--- BEGIN ---

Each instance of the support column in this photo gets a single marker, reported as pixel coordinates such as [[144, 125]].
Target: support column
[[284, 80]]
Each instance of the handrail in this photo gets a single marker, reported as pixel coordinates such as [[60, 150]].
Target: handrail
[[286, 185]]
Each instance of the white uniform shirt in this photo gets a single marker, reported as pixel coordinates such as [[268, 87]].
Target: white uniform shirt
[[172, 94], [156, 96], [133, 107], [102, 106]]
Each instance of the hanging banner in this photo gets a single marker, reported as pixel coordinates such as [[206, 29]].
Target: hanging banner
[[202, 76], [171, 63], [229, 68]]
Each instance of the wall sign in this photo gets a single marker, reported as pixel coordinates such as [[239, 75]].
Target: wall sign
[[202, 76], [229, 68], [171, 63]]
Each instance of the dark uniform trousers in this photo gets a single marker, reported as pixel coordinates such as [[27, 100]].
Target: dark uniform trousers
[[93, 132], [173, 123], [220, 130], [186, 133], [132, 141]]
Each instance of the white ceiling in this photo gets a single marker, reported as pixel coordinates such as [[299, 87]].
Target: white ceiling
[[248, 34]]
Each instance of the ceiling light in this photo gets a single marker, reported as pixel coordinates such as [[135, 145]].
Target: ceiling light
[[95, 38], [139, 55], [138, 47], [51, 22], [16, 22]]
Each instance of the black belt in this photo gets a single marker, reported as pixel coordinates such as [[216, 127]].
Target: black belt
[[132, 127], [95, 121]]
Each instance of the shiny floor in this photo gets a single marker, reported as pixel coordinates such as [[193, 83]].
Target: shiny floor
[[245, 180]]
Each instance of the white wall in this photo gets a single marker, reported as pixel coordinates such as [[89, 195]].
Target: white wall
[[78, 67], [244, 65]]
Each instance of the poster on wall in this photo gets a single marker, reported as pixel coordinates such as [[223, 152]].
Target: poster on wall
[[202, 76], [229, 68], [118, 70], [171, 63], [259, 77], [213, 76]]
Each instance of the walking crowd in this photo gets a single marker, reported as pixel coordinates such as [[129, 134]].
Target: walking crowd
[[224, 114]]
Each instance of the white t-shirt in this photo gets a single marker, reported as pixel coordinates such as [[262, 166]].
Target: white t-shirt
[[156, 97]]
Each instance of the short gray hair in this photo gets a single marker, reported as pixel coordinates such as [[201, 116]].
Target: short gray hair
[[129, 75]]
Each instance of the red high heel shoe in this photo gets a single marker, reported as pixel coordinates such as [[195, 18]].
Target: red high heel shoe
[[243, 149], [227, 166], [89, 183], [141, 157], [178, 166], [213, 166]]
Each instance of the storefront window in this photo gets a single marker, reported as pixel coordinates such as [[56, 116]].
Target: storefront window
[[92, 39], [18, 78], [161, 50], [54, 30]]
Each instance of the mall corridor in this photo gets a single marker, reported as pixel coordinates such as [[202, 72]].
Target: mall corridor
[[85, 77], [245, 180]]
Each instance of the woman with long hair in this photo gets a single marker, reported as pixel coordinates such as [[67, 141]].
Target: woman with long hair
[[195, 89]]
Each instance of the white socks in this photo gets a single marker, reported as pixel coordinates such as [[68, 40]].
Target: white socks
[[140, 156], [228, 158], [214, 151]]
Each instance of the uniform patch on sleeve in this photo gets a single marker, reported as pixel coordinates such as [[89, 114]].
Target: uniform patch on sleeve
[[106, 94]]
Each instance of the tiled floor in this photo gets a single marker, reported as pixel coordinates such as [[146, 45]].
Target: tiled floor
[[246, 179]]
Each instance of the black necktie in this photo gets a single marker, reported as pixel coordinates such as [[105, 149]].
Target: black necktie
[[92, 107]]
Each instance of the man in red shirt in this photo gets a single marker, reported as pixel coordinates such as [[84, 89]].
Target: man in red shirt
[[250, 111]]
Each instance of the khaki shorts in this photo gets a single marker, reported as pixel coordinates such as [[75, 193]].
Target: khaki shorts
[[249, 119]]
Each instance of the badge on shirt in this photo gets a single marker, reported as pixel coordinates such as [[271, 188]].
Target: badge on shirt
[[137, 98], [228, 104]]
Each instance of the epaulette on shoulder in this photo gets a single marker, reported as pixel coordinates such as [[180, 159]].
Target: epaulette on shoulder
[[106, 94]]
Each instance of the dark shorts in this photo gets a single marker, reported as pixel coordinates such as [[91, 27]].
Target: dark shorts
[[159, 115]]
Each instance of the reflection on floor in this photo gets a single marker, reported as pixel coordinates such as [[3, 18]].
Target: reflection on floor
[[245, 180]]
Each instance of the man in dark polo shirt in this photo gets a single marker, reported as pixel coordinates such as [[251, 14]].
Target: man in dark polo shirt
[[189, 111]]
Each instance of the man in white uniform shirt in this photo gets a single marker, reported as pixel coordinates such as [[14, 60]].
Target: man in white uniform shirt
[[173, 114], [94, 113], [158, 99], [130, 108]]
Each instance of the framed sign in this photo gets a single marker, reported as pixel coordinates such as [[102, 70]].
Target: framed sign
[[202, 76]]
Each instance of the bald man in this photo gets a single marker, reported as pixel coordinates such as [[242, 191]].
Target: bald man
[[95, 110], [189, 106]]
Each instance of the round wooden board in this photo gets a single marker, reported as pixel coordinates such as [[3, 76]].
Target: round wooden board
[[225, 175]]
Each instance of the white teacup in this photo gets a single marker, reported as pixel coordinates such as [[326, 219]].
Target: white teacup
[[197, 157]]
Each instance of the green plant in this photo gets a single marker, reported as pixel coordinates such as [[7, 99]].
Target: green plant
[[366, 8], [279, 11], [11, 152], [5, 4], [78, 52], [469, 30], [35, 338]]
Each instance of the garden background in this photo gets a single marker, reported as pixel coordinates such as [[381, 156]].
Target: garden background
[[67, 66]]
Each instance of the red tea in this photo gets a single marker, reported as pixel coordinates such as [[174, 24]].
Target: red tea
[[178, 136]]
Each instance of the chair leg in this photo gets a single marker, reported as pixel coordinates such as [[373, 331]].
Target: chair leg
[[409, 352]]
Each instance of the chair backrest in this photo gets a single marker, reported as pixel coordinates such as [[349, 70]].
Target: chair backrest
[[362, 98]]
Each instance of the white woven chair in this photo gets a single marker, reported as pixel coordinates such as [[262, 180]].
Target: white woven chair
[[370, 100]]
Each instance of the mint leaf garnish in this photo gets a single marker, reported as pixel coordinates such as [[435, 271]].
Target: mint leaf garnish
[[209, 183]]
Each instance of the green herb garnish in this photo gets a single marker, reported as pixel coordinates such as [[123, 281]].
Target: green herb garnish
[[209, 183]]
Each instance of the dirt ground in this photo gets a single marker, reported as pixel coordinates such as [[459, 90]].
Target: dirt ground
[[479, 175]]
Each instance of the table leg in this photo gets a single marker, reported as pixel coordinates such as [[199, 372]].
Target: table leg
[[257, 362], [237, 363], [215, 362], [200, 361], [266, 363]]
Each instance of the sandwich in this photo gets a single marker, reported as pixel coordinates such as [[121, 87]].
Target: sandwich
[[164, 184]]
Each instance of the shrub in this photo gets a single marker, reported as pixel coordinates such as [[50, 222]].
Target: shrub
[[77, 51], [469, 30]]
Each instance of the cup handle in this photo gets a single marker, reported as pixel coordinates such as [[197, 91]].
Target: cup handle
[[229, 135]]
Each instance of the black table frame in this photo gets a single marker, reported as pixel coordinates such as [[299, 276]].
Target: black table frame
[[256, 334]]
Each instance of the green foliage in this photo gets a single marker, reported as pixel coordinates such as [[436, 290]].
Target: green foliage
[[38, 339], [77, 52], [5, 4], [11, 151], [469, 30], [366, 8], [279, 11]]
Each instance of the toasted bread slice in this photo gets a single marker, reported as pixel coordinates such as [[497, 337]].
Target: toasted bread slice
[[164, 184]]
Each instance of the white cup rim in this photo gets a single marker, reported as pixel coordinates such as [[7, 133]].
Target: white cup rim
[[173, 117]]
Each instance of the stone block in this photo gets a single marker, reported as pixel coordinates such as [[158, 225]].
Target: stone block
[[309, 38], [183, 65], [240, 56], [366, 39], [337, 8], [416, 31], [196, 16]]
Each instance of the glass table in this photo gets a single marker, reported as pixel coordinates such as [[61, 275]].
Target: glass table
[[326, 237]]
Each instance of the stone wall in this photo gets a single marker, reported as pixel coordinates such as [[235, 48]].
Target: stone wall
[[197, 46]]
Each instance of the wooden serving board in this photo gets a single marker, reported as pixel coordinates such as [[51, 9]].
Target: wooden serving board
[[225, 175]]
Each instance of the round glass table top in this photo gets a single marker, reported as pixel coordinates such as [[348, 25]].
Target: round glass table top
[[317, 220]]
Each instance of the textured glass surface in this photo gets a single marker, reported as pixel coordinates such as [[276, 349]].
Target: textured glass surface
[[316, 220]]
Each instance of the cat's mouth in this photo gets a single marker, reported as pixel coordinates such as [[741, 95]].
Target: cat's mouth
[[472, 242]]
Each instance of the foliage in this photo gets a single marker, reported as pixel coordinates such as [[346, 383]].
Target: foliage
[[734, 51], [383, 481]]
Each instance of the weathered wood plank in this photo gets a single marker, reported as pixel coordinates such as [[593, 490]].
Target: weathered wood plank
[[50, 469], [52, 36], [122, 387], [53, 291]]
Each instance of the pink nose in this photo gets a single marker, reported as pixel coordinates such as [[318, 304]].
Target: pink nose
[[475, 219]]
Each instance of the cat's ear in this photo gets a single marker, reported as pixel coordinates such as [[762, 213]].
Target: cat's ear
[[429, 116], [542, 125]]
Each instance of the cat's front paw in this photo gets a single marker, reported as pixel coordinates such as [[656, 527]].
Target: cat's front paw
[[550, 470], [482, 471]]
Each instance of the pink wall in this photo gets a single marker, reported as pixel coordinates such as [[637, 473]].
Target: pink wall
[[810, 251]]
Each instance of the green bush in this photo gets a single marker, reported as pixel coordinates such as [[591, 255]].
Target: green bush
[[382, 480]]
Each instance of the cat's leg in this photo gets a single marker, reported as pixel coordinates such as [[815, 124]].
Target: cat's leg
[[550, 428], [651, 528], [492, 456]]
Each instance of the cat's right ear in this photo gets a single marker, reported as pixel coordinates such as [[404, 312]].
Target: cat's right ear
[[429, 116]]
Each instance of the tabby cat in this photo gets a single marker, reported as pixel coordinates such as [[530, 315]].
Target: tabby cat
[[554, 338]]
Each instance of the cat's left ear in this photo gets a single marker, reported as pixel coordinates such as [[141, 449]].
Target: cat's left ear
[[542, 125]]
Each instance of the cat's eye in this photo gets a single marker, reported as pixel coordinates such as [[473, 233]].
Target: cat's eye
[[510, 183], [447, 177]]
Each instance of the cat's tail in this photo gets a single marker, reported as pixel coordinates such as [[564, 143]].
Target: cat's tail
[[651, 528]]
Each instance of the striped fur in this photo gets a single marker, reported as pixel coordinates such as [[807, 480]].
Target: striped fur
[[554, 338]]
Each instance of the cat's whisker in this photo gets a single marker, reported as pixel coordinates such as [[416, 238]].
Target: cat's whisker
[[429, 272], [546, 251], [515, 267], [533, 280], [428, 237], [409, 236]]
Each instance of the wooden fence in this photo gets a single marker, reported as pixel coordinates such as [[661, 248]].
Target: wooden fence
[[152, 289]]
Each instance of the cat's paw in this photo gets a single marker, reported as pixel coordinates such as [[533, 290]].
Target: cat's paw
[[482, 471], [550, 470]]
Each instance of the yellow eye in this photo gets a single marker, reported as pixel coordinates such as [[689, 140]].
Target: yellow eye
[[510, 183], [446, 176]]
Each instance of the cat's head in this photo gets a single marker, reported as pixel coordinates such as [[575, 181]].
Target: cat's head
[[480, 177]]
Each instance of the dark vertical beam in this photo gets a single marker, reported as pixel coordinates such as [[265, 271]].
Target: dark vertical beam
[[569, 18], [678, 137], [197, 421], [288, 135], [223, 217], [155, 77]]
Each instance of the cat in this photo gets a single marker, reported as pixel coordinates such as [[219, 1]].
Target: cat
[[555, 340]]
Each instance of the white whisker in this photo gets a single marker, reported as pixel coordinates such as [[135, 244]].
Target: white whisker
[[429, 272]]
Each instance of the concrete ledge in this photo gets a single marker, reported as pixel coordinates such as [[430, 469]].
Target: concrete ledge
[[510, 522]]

--- END ---

Task:
Output only the records from the line containing "Each instance of the chair leg" through the line containing "[[257, 362], [237, 363], [215, 362], [200, 361], [266, 363]]", swapping "dirt ground" for "bare earth" and leaving everything else unchanged.

Complete output:
Each instance of the chair leg in this photo gets a single marker, reported as pixel coordinates such as [[373, 331]].
Target: chair leg
[[409, 352]]
Each instance of the chair backrest in this photo gets a single marker, reported as pixel coordinates such as [[349, 70]].
Target: chair backrest
[[362, 98]]
Each instance of the white woven chair in this photo gets a single marker, reported as pixel coordinates such as [[262, 180]].
Target: white woven chair
[[370, 100]]
Each instance of the mint leaf garnish in this photo gets a single marker, reported as pixel coordinates such as [[435, 271]].
Target: mint leaf garnish
[[209, 183]]
Each instance of the green herb garnish in this photo gets a single marker, reported as pixel coordinates such as [[123, 281]].
Target: green herb garnish
[[209, 183]]
Each instance of the bare earth in this photo gets a single marker, reported as pixel coordinates such as [[459, 90]].
Target: bare earth
[[479, 175]]
Each instance of the table leg in this photo gets a single marker, reported as pixel coordinates such as [[199, 372]].
Target: table leg
[[257, 362], [237, 363], [215, 362], [200, 361], [266, 363]]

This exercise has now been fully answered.